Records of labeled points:

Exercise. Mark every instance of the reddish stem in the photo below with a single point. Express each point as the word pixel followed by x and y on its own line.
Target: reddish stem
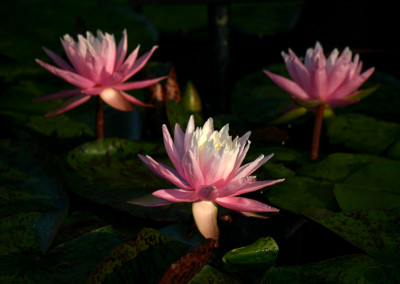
pixel 99 119
pixel 319 114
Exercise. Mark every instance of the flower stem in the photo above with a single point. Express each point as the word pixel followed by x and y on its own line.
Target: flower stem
pixel 319 114
pixel 99 119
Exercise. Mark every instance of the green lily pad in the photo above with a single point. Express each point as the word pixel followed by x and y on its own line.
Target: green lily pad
pixel 344 269
pixel 337 166
pixel 375 231
pixel 33 201
pixel 362 133
pixel 374 186
pixel 110 172
pixel 144 260
pixel 303 195
pixel 70 262
pixel 259 255
pixel 211 275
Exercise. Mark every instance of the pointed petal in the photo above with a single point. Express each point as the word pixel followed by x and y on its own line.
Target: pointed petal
pixel 70 104
pixel 134 100
pixel 59 95
pixel 257 185
pixel 232 188
pixel 176 195
pixel 138 84
pixel 114 98
pixel 205 216
pixel 191 168
pixel 149 201
pixel 58 60
pixel 348 89
pixel 70 77
pixel 121 50
pixel 244 204
pixel 288 86
pixel 173 154
pixel 249 168
pixel 164 172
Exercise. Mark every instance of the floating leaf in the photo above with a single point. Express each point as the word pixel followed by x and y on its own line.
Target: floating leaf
pixel 344 269
pixel 109 172
pixel 144 260
pixel 260 255
pixel 306 196
pixel 374 186
pixel 362 133
pixel 189 265
pixel 210 275
pixel 337 166
pixel 32 198
pixel 69 262
pixel 375 231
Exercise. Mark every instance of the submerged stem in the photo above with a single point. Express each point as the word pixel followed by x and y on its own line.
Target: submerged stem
pixel 319 114
pixel 99 119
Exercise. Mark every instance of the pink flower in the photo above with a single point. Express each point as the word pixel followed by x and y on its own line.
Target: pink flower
pixel 97 67
pixel 208 172
pixel 333 81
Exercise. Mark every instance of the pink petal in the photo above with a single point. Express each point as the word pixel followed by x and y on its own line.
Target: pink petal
pixel 173 154
pixel 205 217
pixel 139 64
pixel 59 95
pixel 176 195
pixel 192 169
pixel 134 100
pixel 249 168
pixel 348 89
pixel 164 172
pixel 232 188
pixel 58 60
pixel 149 201
pixel 252 214
pixel 70 104
pixel 287 85
pixel 257 185
pixel 114 98
pixel 121 50
pixel 138 84
pixel 72 78
pixel 206 192
pixel 244 204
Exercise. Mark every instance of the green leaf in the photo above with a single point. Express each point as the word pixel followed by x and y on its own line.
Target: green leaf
pixel 259 255
pixel 69 262
pixel 306 196
pixel 110 172
pixel 33 201
pixel 375 186
pixel 146 259
pixel 344 269
pixel 210 275
pixel 375 231
pixel 362 133
pixel 337 166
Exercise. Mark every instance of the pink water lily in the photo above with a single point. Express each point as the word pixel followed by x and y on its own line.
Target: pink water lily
pixel 208 172
pixel 332 81
pixel 97 67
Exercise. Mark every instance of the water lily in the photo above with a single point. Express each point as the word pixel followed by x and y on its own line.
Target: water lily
pixel 208 172
pixel 333 81
pixel 322 82
pixel 97 67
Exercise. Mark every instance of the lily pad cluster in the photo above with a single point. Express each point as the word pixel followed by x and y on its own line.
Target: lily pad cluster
pixel 64 211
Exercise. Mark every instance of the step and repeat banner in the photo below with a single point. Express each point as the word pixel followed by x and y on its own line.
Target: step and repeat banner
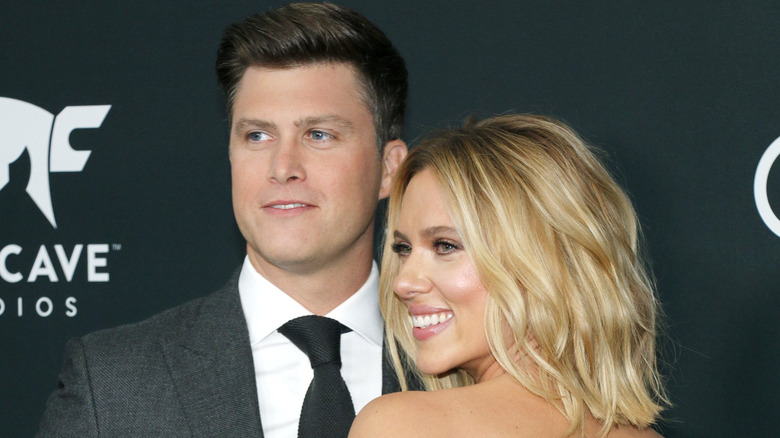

Objective:
Format the lines above as a Markdown table with the columns "Row" and "Line," numbering each row and omitting blank lines. Leave the pictures out of the table.

Completed task:
| Row | Line |
|---|---|
| 1 | Exercise. Mark every instance of the reddish stem in the photo below with a single point. Express each point as the word pixel followed by x and y on its own line. |
| 2 | Target: reddish stem |
| 3 | pixel 99 119 |
| 4 | pixel 319 114 |
| 5 | Exercise. Mark every instance of the flower stem in the photo above with a single point. Express each point as the word pixel followed by x and y on its own line. |
| 6 | Target: flower stem |
| 7 | pixel 319 114 |
| 8 | pixel 99 119 |
| 9 | Exercise. Mark every instance of the green lily pad in the photo above with a single point. Express each point as the word pixel followed by x and y on its own line. |
| 10 | Target: green lily pad |
| 11 | pixel 344 269 |
| 12 | pixel 337 166 |
| 13 | pixel 375 231 |
| 14 | pixel 33 201 |
| 15 | pixel 362 133 |
| 16 | pixel 374 186 |
| 17 | pixel 110 172 |
| 18 | pixel 144 260 |
| 19 | pixel 303 195 |
| 20 | pixel 70 262 |
| 21 | pixel 259 255 |
| 22 | pixel 211 275 |
| 23 | Exercise. Mark every instance of the pointed petal in the photo above with a single point. Express each point as the word pixel followed by x and y on its own line. |
| 24 | Target: pointed petal |
| 25 | pixel 70 104 |
| 26 | pixel 134 100 |
| 27 | pixel 59 95 |
| 28 | pixel 257 185 |
| 29 | pixel 232 188 |
| 30 | pixel 176 195 |
| 31 | pixel 138 84 |
| 32 | pixel 114 98 |
| 33 | pixel 205 216 |
| 34 | pixel 191 168 |
| 35 | pixel 149 201 |
| 36 | pixel 58 60 |
| 37 | pixel 348 89 |
| 38 | pixel 70 77 |
| 39 | pixel 121 50 |
| 40 | pixel 244 204 |
| 41 | pixel 288 86 |
| 42 | pixel 173 154 |
| 43 | pixel 249 168 |
| 44 | pixel 164 172 |
| 45 | Exercise. Mark every instance of the floating leaf in the photo above with a single point. Express each point as the word pixel followed by x and y on its own line. |
| 46 | Target: floating leaf |
| 47 | pixel 344 269 |
| 48 | pixel 109 172 |
| 49 | pixel 144 260 |
| 50 | pixel 260 255 |
| 51 | pixel 306 196 |
| 52 | pixel 374 186 |
| 53 | pixel 362 133 |
| 54 | pixel 189 265 |
| 55 | pixel 210 275 |
| 56 | pixel 337 166 |
| 57 | pixel 32 198 |
| 58 | pixel 69 262 |
| 59 | pixel 375 231 |
| 60 | Exercise. Mark every instance of the submerged stem in the photo above with a single point. Express each point as the word pixel followed by x and y on its own line. |
| 61 | Target: submerged stem |
| 62 | pixel 319 114 |
| 63 | pixel 99 119 |
| 64 | Exercise. Mark every instance of the pink flower in the photo above with a single point. Express each point as the word pixel followed by x and y on its own line. |
| 65 | Target: pink flower |
| 66 | pixel 97 67 |
| 67 | pixel 208 172 |
| 68 | pixel 333 81 |
| 69 | Exercise. Mark every instance of the pink petal in the photo above with a single point. Express each point as the word pixel followed by x and y on its own line. |
| 70 | Target: pink petal |
| 71 | pixel 173 154 |
| 72 | pixel 205 217 |
| 73 | pixel 139 64 |
| 74 | pixel 59 95 |
| 75 | pixel 176 195 |
| 76 | pixel 192 169 |
| 77 | pixel 134 100 |
| 78 | pixel 249 168 |
| 79 | pixel 348 89 |
| 80 | pixel 164 172 |
| 81 | pixel 232 188 |
| 82 | pixel 58 60 |
| 83 | pixel 149 201 |
| 84 | pixel 252 214 |
| 85 | pixel 70 104 |
| 86 | pixel 287 85 |
| 87 | pixel 257 185 |
| 88 | pixel 114 98 |
| 89 | pixel 121 50 |
| 90 | pixel 138 84 |
| 91 | pixel 72 78 |
| 92 | pixel 206 192 |
| 93 | pixel 244 204 |
| 94 | Exercise. Mark every instance of the green leaf in the photo above with a single point. Express each point as the word pixel followed by x and y on its own line. |
| 95 | Target: green leaf |
| 96 | pixel 259 255 |
| 97 | pixel 69 262 |
| 98 | pixel 306 196 |
| 99 | pixel 110 172 |
| 100 | pixel 33 201 |
| 101 | pixel 375 186 |
| 102 | pixel 146 259 |
| 103 | pixel 344 269 |
| 104 | pixel 210 275 |
| 105 | pixel 375 231 |
| 106 | pixel 362 133 |
| 107 | pixel 337 166 |
| 108 | Exercise. Mark every instance of the pink water lily in the photo above with a single point. Express each point as the word pixel followed by x and y on its own line. |
| 109 | Target: pink water lily |
| 110 | pixel 208 172 |
| 111 | pixel 332 81 |
| 112 | pixel 97 67 |
| 113 | Exercise. Mark every instance of the water lily in the photo above with a single point. Express each point as the word pixel followed by x and y on its own line. |
| 114 | Target: water lily |
| 115 | pixel 208 172 |
| 116 | pixel 333 81 |
| 117 | pixel 322 82 |
| 118 | pixel 97 67 |
| 119 | Exercise. Mark every instance of the lily pad cluster in the photo above with a single point. Express each point as the word pixel followed by x and y on its own line. |
| 120 | Target: lily pad cluster |
| 121 | pixel 64 211 |
| 122 | Exercise. Mark every instance of the step and repeat banner in the photo below with a single point. Express each point as the word pixel followed by x and y on its own line. |
| 123 | Target: step and repeat banner |